Recorded data
+---+
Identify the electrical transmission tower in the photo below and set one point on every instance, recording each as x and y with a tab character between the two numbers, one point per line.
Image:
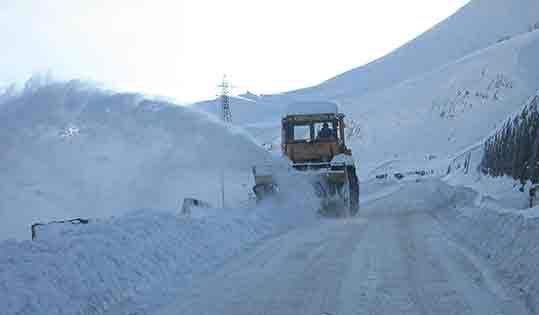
226	114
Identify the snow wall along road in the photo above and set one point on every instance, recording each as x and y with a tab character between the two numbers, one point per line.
72	150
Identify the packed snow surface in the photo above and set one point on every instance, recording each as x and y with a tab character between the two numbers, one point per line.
398	257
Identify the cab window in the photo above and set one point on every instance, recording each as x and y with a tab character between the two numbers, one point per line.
302	133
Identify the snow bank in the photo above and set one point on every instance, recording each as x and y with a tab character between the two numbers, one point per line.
508	239
91	268
74	150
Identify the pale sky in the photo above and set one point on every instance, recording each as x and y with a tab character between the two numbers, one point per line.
182	48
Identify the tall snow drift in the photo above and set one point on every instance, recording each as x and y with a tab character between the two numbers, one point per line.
71	150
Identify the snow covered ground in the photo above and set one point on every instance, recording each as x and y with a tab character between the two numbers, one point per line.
460	244
408	253
130	263
73	150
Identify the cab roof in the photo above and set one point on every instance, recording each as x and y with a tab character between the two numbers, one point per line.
312	108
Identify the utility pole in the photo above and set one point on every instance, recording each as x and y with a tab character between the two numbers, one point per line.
226	114
226	117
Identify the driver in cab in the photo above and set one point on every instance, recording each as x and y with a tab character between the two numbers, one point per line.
325	133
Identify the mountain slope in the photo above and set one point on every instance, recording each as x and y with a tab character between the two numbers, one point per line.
439	93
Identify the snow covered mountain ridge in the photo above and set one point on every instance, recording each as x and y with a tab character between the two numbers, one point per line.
436	95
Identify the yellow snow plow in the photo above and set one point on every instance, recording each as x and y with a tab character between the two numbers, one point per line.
313	139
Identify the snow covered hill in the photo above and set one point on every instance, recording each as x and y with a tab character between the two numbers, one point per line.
479	24
436	95
72	150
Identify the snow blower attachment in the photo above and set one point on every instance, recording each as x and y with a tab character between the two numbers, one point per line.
313	139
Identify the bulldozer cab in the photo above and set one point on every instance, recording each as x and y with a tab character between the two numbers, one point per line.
313	138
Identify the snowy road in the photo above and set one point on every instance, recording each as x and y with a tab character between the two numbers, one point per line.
400	261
+---+
Challenge>
Rewrite all of the material above so that every "photo" becomes "image", with nothing else altered. Omit the pictures from your version.

Exercise answer>
Identify the electrical transmission tower in the image below and set one point on every instance, recording each as x and y with a tab character between the two numbers, one point per line.
Image:
226	114
Identify the snow wall along road in the image above and set one point on every instance, recording each as x and y with a tab character between the two numbers, one point per line.
72	150
Identify the packed snow surface in the image above and set one point on every instance, recording each as x and y with a tab character between the two numbers, one point per line.
398	257
Identify the cab window in the image above and set one point on every instance, recording each as x and y with a tab character between the two numbers, one point per line.
302	133
Identify the snow bank in the image above and set one point on every instance, recording each as x and y with a tab character between the two numbers, one point per line.
508	239
91	268
74	150
Identify the pale sky in the image above and set one point on every instance, recording each as x and y with a tab character between the two numbers, one point per line.
182	48
Identify the tall snow drift in the image above and set one point on every instance, recording each as x and y with a tab character between the two numbers, one point per line.
71	150
Identify the snow covered ground in the image above and set one point on every instance, recording each as x and y with a tab character between the two numbers, one point per line.
460	244
408	253
130	263
73	150
Identify the cab roof in the image above and set one point on every instance, recording each as x and y with a tab character between the two numbers, one point per line.
312	108
Identify the utility pole in the image above and set one point on every instance, recording each as x and y with a tab character between the two numbers, one point per line.
226	114
226	117
Identify the driver in cab in the image above and set one point on every instance, recording each as x and y with a tab character between the two numbers, one point per line.
325	133
Identify the mountain slope in the image above and set one point on every instance, recording each as x and y with a tab character between the two numbers, one point per line.
439	93
Identify the snow covered mountain ridge in the image above and set one point on every instance, recording each as x and y with a tab character between the two numbers, one point per line.
436	95
Identify the yellow snow plow in the image above and set one point on every instance, recording each as x and y with a tab character between the two numbers, one point per line.
313	139
Identify the snow covered hill in the image above and set one point on every instance, recording each as x and y with a tab character between the two numbers, one point per line.
479	24
436	95
72	150
Identify the snow blower attachment in the image above and set one point on every instance, recording each as x and y with a tab character between the two numbers, one point per line.
313	139
Identify the bulldozer cab in the image above and set one point on every instance, recording each as x and y with a tab character between the two numbers, one point per line.
313	138
Identify the snowy road in the image above and set one point on every instance, recording each as x and y with a tab character between the two numbers, one point per line.
400	261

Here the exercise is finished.